━━━━━ EXTRACTED ENTRIES

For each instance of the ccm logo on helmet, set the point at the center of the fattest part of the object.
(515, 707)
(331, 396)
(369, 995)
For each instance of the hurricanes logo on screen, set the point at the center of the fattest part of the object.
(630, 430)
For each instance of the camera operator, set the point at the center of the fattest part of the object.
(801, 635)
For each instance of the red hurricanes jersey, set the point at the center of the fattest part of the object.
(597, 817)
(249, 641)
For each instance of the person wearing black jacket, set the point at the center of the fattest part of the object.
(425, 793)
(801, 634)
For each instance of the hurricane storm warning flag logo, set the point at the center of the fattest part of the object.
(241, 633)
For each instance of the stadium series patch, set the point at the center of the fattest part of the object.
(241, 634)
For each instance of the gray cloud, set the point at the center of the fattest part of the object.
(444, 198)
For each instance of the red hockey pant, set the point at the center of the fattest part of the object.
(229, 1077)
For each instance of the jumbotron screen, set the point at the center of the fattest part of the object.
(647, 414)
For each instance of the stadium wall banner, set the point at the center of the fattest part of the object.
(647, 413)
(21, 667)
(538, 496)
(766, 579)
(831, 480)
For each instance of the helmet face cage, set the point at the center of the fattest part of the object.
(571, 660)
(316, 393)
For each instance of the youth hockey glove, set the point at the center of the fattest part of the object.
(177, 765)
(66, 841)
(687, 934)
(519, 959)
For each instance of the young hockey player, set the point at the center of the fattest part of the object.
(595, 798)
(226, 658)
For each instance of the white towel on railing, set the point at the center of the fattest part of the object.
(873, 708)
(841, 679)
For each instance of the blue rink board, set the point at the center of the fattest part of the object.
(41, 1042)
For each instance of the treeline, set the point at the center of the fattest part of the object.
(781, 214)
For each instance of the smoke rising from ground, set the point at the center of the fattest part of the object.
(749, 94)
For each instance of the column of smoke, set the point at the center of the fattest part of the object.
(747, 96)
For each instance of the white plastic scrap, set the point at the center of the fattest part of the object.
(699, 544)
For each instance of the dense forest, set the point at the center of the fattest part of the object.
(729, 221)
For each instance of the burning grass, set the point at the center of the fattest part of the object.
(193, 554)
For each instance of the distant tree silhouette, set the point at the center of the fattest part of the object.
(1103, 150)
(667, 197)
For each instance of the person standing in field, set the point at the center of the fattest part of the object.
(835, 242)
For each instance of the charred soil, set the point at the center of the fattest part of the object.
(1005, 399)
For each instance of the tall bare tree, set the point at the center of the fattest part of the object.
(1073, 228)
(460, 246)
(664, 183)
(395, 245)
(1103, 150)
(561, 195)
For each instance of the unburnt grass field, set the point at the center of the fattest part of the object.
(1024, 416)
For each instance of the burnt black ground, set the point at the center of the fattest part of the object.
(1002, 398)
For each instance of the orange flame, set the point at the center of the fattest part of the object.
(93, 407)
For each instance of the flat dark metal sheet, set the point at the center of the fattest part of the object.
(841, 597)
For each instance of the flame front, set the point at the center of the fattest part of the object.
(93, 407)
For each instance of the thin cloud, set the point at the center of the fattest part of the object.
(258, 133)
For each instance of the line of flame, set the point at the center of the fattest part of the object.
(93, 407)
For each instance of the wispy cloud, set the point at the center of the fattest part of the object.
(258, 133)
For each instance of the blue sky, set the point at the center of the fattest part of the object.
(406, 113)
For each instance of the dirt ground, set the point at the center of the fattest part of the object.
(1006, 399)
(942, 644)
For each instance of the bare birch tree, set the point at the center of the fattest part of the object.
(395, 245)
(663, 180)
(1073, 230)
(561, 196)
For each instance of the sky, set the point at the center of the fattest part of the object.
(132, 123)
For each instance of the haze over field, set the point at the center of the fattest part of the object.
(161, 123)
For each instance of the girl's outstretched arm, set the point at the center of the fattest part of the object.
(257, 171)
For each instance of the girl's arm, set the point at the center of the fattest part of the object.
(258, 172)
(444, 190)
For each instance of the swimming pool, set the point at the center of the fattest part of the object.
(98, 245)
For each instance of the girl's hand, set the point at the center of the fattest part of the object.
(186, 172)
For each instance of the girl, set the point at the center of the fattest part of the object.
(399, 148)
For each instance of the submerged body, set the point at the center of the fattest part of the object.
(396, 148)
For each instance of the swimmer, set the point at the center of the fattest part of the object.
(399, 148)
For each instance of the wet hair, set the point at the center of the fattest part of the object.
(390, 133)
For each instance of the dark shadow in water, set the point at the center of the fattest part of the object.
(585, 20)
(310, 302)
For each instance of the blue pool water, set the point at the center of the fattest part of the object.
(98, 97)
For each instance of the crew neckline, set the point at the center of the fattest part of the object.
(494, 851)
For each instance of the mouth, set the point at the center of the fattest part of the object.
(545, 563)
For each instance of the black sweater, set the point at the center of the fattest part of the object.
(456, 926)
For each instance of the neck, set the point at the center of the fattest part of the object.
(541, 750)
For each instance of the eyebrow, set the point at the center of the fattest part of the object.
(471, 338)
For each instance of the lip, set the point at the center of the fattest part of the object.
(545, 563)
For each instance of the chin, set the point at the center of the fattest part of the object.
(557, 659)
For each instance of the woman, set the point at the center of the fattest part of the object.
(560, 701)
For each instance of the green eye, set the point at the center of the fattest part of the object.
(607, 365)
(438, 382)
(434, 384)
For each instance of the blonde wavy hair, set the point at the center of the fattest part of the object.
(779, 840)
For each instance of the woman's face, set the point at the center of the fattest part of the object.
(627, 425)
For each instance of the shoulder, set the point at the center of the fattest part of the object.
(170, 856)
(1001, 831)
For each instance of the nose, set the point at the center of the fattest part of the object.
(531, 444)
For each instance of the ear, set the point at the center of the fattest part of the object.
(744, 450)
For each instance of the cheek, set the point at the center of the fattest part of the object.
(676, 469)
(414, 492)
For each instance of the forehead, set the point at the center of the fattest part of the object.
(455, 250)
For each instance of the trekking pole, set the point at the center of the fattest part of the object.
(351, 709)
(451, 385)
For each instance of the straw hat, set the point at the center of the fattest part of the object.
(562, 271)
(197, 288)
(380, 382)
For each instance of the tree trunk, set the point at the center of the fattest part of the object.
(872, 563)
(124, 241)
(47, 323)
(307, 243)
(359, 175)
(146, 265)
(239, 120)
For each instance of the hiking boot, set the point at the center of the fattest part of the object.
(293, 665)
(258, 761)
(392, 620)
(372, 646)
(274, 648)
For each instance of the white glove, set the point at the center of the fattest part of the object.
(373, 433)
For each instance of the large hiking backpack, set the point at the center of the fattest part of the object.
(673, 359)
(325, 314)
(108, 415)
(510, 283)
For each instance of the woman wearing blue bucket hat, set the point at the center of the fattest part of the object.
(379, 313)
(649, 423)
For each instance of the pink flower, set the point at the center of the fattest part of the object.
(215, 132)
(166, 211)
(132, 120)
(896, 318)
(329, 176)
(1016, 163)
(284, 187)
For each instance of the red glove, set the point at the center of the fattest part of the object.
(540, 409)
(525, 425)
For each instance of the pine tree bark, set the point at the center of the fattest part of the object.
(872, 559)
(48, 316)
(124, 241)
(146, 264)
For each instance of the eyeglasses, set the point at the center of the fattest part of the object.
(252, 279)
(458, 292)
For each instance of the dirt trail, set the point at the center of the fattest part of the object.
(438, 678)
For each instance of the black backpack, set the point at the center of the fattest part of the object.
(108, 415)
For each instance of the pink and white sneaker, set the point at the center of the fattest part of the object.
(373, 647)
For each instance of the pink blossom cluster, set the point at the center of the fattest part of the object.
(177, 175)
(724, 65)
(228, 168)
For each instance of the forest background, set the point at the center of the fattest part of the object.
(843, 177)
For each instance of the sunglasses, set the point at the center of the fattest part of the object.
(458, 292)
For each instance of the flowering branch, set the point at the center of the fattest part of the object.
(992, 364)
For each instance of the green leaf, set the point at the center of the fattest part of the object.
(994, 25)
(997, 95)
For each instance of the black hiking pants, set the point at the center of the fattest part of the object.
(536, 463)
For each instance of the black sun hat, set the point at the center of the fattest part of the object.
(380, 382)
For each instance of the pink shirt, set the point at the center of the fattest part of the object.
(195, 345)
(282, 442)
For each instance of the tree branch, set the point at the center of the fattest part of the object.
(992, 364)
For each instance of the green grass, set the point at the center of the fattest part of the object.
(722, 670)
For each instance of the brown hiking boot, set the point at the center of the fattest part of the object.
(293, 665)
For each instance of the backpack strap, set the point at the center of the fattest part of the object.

━━━━━━━━━━

THE EXERCISE:
Rewrite the part of the entries that opens with the line containing "For each instance of the brown" and runs through the end of the entries, requests included, with every coordinate in the answers multiplied by 2.35 and rounded to the nearest whole number, halves rounding up.

RESULT FOR THIS TASK:
For each instance of the brown hiking boot, set the point at the center of the fattest part of the object.
(689, 1563)
For each instance of the backpack strap, set the point at the center of the fattest part of the object.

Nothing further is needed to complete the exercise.